BEGIN Page text

Vanuatu is a refreshing country where you can experience a balmy breeze, and delicious food. Indulge yourself as well with the country’s beautiful nature, from the cascading waterfalls to the giant banyan trees to the beautiful beaches and tiny offshore island. Port Villa is one of the must-see destinations in Vanuatu. There are restaurants and elegant hotels in the island to feed your hungry stomach and give you comfortable accommodation. Some of the things you can do Vanuatu includes snorkeling, parasailing, and other adventurous activities. A country of extra-ordinary ceremonies, Vanuatu is indeed a place of pleasure and delightful history.
Important and Interesting Facts about Vanuatu
- Vanuatu is an Oceanian island nation located in the South Pacific Ocean. The archipelago, which is of volcanic origin, is some 1,750 kilometres (1,090 mi) east of northern Australia, 500 kilometres (310 mi) northeast of New Caledonia, west of Fiji, and southeast of the Solomon Islands, near New Guinea.

END Page text

▶ **Written task**
Continue the text about Vanuatu from its last sentence. The data has nothing to do with this.

BEGIN Extracted data

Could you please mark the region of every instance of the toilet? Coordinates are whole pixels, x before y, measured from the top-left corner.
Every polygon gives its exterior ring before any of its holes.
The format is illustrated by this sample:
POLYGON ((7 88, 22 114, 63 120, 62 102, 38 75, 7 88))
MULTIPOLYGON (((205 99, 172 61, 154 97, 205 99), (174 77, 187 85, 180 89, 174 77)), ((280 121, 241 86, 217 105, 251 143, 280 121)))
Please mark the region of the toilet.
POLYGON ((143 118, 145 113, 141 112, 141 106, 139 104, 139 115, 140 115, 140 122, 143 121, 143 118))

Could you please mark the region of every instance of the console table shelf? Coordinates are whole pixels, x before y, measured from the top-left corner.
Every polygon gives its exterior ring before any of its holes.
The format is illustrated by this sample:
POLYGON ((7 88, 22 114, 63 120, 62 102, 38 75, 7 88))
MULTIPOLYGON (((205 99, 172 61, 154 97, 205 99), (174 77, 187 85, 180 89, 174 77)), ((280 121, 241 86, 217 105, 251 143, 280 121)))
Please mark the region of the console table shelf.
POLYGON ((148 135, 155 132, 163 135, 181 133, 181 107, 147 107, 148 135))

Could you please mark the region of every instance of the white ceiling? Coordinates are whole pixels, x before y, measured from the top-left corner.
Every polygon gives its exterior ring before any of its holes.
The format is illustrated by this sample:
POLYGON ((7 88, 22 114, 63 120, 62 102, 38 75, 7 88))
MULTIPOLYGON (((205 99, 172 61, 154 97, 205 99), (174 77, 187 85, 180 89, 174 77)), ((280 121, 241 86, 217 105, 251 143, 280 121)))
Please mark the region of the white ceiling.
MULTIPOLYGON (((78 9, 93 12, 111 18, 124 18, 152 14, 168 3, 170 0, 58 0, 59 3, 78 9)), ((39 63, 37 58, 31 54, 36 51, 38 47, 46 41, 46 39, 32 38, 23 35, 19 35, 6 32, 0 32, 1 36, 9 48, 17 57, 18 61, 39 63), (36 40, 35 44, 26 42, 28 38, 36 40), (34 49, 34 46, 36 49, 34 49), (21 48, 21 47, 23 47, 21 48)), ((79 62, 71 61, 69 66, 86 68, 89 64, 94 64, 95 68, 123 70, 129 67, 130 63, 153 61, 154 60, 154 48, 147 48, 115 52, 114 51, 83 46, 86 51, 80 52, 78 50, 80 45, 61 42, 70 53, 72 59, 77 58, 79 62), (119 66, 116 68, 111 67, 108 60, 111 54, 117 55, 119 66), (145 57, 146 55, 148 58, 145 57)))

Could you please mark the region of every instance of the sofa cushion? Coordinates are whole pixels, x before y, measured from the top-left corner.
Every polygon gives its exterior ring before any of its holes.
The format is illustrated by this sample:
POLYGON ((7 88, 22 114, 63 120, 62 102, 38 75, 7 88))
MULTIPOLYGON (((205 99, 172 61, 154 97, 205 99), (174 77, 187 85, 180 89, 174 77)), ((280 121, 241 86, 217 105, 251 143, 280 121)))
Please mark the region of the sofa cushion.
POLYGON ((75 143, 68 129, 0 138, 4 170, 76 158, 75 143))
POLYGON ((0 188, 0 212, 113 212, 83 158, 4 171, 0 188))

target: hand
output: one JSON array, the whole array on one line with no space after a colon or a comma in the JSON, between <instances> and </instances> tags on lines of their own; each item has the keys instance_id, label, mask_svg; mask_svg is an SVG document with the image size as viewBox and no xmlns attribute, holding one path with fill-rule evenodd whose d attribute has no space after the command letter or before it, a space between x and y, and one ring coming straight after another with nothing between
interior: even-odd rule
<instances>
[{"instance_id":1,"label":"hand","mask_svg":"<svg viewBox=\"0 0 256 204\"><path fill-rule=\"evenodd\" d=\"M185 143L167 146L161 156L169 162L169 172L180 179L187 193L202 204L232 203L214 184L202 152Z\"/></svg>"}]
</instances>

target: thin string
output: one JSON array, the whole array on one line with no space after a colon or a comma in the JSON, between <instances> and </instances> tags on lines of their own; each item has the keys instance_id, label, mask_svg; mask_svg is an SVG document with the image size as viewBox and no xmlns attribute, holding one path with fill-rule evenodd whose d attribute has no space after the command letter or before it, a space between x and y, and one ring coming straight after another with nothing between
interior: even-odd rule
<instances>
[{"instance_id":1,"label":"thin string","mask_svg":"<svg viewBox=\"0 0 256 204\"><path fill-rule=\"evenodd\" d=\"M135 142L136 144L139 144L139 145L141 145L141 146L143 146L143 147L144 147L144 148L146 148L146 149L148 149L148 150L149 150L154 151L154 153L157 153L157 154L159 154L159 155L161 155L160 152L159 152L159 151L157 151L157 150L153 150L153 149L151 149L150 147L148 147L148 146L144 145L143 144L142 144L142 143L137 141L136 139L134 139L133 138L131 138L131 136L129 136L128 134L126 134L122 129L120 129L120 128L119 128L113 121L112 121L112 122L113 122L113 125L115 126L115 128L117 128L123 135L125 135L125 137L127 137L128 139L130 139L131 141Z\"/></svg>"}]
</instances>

END Extracted data

▶ **Answer below**
- Vanuatu includes 13 larger islands and about 70 smaller ones. Most are mountainous (volcanic in origin) (some active), and covered in lush rain forests. Many are protected by coral reefs.
- Largest of the islands is Espiritu Santo (875 sq mi; 2,266 sq km); others are Efate, Malekula, Malo, Pentecost, and Tanna.
- The islands are subject to devastating cyclones (hurricanes). The most destructive one ever (in 1987) damaged or ruined most of the local dwellings.
- The local economy still revolves around agriculture and fishing, but tourism is a fast-growing industry and liberal tax laws have made Vanuatu a popular offshore financial center.
- The Port Vila Golf and Country Club is presently the only 18 hole championship course in Vanuatu and the course provides a challenge to professionals and Amateurs alike. The country club hosts the premier international golfing event “The Tusker Vanuatu Golf Open” held each year that is sponsored by Tusker, Vanuatu’s own world-class beer. Nine Hole golf courses can be found at the Le Meridien and Le Lagon hotels and resorts.
- The Secret Gardens Cultural Centre and Native Reserve,formerly the Botanical Gardens, these gardens are now managed by local Ni Vanuatu.Discover Vanuatu’s early history, art work, wildlife, fauna and custom stories.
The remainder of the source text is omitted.